**Exercise requirements**
All lines from the one with "Reviewer note. Check that every instance of the apricot in" through the final line of the records below must be written out exactly, with no other text.

**Source material**

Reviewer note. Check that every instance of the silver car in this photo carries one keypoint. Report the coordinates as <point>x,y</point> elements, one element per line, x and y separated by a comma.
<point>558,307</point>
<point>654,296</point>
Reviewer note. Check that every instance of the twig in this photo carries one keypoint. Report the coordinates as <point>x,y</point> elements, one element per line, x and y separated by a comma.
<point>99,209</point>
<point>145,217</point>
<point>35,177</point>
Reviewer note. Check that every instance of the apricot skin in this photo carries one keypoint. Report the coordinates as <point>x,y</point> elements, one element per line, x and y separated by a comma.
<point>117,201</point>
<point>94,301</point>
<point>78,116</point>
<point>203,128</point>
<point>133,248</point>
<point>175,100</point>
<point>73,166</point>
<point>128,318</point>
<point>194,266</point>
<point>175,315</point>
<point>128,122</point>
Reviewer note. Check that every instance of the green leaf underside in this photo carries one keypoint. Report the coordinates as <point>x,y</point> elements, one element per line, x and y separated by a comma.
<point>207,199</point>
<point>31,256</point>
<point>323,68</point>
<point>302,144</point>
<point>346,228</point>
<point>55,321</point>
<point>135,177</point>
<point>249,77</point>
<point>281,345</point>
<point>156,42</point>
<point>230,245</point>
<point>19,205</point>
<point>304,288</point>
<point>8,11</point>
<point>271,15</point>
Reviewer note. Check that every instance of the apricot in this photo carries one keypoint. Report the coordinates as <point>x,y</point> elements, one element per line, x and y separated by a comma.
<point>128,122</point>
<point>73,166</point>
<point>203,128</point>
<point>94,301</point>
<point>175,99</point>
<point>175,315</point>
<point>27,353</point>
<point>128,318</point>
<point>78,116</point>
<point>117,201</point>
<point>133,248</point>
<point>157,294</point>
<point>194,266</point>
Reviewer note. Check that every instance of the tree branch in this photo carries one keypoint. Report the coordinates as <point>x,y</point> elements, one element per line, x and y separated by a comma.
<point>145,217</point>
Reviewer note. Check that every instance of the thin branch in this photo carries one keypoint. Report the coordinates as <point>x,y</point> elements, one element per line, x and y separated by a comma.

**Written response**
Reviewer note. Check that every instance of the apricot in this photo carries one keypoint. Report the coordinates as <point>x,y</point> elements, one element per line, x and y separated by a comma.
<point>128,122</point>
<point>73,166</point>
<point>203,128</point>
<point>94,301</point>
<point>175,99</point>
<point>175,315</point>
<point>27,353</point>
<point>128,318</point>
<point>78,116</point>
<point>117,201</point>
<point>133,248</point>
<point>157,294</point>
<point>194,266</point>
Reviewer note. Check that every instance of the tree branch in this photo carries one keypoint. Report the coordinates as <point>x,y</point> elements, one element per line, x and y separated by a comma.
<point>145,217</point>
Reviewer note. Check that every instance of the thin branch in this photo carries one keypoint. Report the coordinates as <point>x,y</point> elements, one element per line, x and y separated by a comma.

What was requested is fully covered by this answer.